_DATA TO USE_:
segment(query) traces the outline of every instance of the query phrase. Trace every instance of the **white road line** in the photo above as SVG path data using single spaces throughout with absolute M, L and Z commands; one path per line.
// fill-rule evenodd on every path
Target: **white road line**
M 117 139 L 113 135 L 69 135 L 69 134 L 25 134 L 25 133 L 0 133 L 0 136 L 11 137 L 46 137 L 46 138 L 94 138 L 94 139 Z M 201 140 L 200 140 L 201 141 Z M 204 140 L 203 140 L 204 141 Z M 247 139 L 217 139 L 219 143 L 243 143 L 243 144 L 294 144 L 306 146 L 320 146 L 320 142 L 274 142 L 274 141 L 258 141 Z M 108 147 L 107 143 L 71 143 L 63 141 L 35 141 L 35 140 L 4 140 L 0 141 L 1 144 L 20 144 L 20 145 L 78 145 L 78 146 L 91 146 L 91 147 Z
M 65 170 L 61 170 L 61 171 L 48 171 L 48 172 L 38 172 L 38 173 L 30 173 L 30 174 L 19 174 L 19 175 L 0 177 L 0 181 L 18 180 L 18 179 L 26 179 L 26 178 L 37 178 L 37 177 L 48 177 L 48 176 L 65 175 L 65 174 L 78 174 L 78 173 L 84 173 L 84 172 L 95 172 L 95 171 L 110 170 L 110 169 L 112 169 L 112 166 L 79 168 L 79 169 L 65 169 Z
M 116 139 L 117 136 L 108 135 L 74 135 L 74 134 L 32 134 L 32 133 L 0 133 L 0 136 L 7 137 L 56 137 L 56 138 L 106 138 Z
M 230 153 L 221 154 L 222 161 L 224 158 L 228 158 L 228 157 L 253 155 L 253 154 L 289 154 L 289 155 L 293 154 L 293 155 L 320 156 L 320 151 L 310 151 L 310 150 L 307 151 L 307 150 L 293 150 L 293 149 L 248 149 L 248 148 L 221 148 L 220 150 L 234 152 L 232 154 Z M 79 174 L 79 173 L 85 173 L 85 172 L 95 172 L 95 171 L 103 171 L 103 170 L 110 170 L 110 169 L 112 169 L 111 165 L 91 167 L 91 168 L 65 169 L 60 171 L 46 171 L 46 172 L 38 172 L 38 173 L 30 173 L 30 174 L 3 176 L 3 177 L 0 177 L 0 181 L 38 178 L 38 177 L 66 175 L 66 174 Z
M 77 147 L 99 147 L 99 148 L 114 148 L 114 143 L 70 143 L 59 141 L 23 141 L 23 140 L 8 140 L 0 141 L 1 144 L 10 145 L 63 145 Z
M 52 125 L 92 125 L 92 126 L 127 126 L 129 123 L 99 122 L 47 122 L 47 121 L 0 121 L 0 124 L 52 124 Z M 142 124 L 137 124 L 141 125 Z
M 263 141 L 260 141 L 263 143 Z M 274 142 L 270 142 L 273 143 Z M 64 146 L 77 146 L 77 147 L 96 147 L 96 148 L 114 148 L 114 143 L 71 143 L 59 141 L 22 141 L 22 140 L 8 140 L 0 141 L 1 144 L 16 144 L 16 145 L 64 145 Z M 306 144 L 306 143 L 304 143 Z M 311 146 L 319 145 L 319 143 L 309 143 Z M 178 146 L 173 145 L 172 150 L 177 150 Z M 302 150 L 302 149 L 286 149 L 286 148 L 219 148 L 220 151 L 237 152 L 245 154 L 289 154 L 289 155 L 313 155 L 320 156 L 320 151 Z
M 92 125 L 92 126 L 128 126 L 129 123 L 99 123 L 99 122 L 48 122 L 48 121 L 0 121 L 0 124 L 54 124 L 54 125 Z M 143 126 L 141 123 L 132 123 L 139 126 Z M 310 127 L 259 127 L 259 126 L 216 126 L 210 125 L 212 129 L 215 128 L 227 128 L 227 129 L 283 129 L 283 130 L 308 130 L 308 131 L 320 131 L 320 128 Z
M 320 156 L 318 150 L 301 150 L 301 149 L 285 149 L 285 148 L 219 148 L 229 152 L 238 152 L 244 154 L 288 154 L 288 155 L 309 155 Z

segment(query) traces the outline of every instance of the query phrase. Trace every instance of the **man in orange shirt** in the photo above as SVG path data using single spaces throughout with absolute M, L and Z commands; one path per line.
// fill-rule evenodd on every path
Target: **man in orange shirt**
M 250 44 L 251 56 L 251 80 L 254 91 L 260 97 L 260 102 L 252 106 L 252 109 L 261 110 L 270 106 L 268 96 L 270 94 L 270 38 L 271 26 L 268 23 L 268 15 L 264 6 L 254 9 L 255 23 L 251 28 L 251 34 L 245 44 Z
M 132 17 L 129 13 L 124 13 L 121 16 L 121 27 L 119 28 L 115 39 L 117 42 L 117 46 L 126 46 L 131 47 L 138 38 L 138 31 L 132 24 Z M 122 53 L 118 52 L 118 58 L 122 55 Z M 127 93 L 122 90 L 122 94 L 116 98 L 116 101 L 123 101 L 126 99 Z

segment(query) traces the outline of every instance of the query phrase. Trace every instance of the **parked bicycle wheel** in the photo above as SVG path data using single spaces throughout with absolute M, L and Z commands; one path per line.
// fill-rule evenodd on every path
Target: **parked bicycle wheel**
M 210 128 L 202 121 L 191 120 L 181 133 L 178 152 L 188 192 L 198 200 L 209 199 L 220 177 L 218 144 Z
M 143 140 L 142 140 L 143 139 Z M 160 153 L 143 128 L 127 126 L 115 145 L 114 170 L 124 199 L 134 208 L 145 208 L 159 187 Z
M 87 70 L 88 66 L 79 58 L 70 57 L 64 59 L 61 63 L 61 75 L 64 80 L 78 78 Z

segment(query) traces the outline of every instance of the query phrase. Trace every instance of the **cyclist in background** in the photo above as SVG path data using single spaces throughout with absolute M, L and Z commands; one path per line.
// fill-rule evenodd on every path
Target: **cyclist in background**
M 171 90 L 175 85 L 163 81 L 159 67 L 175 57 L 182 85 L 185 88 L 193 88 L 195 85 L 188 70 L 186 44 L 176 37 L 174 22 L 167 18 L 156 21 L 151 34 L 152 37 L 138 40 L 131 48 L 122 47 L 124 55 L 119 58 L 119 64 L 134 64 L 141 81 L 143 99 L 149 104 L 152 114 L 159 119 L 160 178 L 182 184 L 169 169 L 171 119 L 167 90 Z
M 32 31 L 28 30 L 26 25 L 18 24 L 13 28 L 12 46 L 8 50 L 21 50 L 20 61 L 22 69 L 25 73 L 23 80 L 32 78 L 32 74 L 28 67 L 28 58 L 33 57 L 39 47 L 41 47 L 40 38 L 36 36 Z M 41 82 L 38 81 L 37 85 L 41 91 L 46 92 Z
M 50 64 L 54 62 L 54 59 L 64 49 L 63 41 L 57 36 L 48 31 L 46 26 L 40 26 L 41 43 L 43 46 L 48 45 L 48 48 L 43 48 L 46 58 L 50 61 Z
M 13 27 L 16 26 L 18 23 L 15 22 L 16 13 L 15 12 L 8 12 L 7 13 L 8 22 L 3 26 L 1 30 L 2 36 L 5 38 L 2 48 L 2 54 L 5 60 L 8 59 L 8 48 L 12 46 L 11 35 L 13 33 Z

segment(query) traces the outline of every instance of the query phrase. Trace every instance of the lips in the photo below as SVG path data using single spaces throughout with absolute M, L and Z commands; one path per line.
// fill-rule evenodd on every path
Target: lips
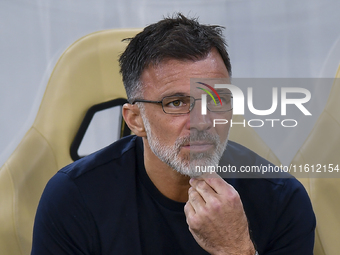
M 183 148 L 189 149 L 190 151 L 207 151 L 215 147 L 215 143 L 211 141 L 194 141 L 190 143 L 185 143 Z
M 214 143 L 210 141 L 196 141 L 196 142 L 190 142 L 188 144 L 188 146 L 201 146 L 201 145 L 214 145 Z
M 209 134 L 206 131 L 191 131 L 189 136 L 181 137 L 176 140 L 175 146 L 180 149 L 190 150 L 190 152 L 205 152 L 213 150 L 219 143 L 216 134 Z

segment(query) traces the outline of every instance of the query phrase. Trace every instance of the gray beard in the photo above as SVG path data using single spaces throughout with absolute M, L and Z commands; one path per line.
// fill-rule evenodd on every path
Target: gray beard
M 203 172 L 196 169 L 196 166 L 216 167 L 227 147 L 228 139 L 221 142 L 217 134 L 209 134 L 206 131 L 191 131 L 190 136 L 178 137 L 173 146 L 162 145 L 159 138 L 153 135 L 150 123 L 144 114 L 142 114 L 142 119 L 151 151 L 172 169 L 191 178 L 198 177 L 203 174 Z M 207 141 L 209 143 L 213 143 L 215 150 L 213 152 L 190 152 L 189 156 L 180 158 L 179 153 L 181 147 L 195 141 Z

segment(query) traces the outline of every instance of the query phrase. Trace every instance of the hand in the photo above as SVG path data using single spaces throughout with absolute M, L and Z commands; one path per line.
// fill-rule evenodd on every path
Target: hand
M 211 254 L 254 255 L 237 191 L 216 173 L 190 180 L 184 212 L 196 242 Z

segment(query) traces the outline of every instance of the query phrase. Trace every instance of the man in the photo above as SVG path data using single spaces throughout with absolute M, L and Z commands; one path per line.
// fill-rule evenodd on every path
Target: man
M 219 91 L 202 115 L 199 85 L 209 84 L 190 86 L 230 83 L 220 27 L 165 18 L 130 41 L 120 65 L 123 117 L 136 136 L 50 180 L 32 254 L 313 254 L 315 217 L 298 181 L 224 180 L 194 167 L 268 164 L 228 142 L 229 125 L 213 127 L 231 119 L 230 94 Z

_TASK DIRECTIONS_:
How many lines in the data contain "above"? Answer with the number alone.

_SOLUTION TO THIS EXERCISE_:
7